▸ **SHORT TASK**: Transcribe the items below verbatim, from the line containing "the balcony railing" through the final line of the items.

┌──

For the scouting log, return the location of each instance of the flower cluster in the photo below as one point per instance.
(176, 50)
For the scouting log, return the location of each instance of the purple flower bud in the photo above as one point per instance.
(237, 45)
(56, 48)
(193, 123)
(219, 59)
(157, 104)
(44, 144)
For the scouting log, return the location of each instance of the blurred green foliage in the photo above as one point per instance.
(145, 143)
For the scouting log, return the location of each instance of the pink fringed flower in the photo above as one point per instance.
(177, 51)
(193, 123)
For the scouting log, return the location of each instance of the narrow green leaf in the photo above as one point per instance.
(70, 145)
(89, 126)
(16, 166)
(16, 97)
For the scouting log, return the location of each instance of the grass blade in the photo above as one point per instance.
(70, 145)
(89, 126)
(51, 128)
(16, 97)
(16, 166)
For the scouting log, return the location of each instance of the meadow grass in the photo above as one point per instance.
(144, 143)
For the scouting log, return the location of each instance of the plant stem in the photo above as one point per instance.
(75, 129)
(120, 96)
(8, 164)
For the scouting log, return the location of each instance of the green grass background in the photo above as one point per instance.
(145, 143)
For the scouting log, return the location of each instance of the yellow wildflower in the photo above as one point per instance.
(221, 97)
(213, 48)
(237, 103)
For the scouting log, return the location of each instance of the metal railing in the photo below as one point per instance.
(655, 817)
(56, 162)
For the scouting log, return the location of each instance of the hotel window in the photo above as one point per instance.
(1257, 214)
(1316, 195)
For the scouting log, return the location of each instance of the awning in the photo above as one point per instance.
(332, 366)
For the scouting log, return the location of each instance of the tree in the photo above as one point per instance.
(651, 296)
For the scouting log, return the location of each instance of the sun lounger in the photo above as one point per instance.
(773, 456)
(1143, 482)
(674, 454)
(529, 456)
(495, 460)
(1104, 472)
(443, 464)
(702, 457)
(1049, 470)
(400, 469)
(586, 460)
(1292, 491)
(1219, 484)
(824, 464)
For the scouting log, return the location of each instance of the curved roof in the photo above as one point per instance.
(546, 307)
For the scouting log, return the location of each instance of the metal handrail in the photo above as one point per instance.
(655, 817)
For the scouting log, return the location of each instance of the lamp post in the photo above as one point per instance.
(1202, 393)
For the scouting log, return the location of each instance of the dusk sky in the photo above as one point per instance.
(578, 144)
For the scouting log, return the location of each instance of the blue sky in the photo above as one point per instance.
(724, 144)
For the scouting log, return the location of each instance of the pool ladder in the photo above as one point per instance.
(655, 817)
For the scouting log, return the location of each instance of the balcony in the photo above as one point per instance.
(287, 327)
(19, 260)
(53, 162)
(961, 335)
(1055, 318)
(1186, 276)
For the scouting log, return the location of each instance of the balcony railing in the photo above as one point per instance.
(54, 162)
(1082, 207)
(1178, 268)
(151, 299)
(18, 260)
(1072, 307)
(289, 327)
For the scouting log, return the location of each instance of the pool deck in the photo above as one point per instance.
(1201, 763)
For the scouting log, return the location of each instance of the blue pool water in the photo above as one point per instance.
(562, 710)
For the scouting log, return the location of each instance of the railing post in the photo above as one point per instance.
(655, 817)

└──

▸ **THE SOLUTION**:
For the scouting log, return the location of each instance of the balcony railing in the photo above as one point per instance.
(54, 162)
(1082, 207)
(1178, 268)
(151, 299)
(18, 260)
(1072, 307)
(289, 327)
For the scouting log, return the location of each instance of the pool deck in the photo above as one point per instance.
(1201, 763)
For the scouting log, return the location of each instance of the blue pool water in the photo above as one point per instance.
(562, 710)
For the scouting log, return the location of each instance of the railing post in the photo above as one point per instance.
(655, 817)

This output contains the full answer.